- Görev Yönergesi: Özel günlerle ilgili yazının "Neyi kastettiğimi biliyorsunuz..." sözleriyle başlayıp "bir yerlerden duymuşsunuzdur." sözleriyle biten kısmını, "Kuzey Amerika" ifadesini "Güney Amerika" ile değiştirerek yeniden yazınız.

- Seçilmiş Bölüm:
___
Sevgililer Günü’nü İcat Eden O Eşsiz Zekaya İthaf Olunur!
  Murat EVRE

 
Sevgililer Günü’nü icat eden o eşsiz zekaya ithaf olunur!

Sizi bilmem, ancak “Bilmemne Günü” şeklindeki adlarıyla hayatlarımıza bir anda giren “özel gün”ler, benim fena halde canımı sıkıyor.

Neyi kastettiğimi biliyorsunuz... Hani şu birilerine muhakkak hediye almanız gereken günler...

Bunlardan sürüyle var: Sevgililer Günü, Anneler Günü, Babalar Günü, Öğretmenler Günü, ve bir de, yine hediye alma zorunluluğundan ötürü, Yılbaşı.

İşte bu “özel gün”lerle ilgili, şok edici gerçeği açıklıyorum!

Ortada çok büyük bir dolap dönüyor, senelerdir sesini çıkaran yok!

Ancak zamanı geldi... Uluslararası platformda büyük yankı uyandıracak haberimi açıklıyorum! İşte geliyor:

1929 - 1939 yılları arasındaki Kuzey Amerika ve Avrupa’nın ekonomisinin büyük sıkıntıda olduğu “Büyük Bunalım” dönemini bir yerlerden duymuşsunuzdur.

Ekonomilerinin kötü giden durumu yüzünden 1938 baharında bütün Avrupa ülkeleri tarihi bir toplantı için Cenevre’de toplandılar (böyle toplantılar hep böyle fiyakalı yerlerde olur). Ülke temsilcileri günlerce süren uzun oturumlarda tartıştılar. Hepsinin savunduğu görüş şuydu: Ekonomiyi canlandıracak bir şeyler olmalıydı.

Ancak bu “bir şeylerin” Allah’tan gelmesini bekleyemezlerdi, yoksa çok geç olabilirdi. Kendileri bir şeyler “yaratmalıydılar”; öyle bir olay olmalıydı ki bu, bütün insanlar kendilerini bir şeyler satın almaya zorunlu hissetmeliydi...

Çözüm, toplantılara gözlemci olarak katılan Transilvanya Kontu’ndan geldi... Toplum yapısında saygı gören kişilikler adına bazı günler düzenlenecek, gazetelerin “Bir gün olsun hatırlayın” şeklinde yürek burkan yazılar yayınlamaları sağlanacak ve hediyelik eşya satıcılarının “Anneler Günü’ne özel indirim!” gibi kampanyalarla potansiyel müşterileri gaza getirmeleri istenecekti.

Öneri ilk başta temsilciler arasında büyük tepki uyandırdı. Hatta bazı ileri görüşlü delegeler, “Biz insanların göz göre göre kandırılmasına müsaade edemeyiz!” diyerek toplantıyı terk ettiler.
___
- Verilen Veriler:

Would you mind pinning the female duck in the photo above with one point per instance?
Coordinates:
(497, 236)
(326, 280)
___
- Aşağıdaki Çıktı:
Neyi kastettiğimi biliyorsunuz... Hani şu birilerine muhakkak hediye almanız gereken günler...

Bunlardan sürüyle var: Sevgililer Günü, Anneler Günü, Babalar Günü, Öğretmenler Günü, ve bir de, yine hediye alma zorunluluğundan ötürü, Yılbaşı.

İşte bu “özel gün”lerle ilgili, şok edici gerçeği açıklıyorum!

Ortada çok büyük bir dolap dönüyor, senelerdir sesini çıkaran yok!

Ancak zamanı geldi... Uluslararası platformda büyük yankı uyandıracak haberimi açıklıyorum! İşte geliyor:

1929 - 1939 yılları arasındaki Güney Amerika ve Avrupa’nın ekonomisinin büyük sıkıntıda olduğu “Büyük Bunalım” dönemini bir yerlerden duymuşsunuzdur.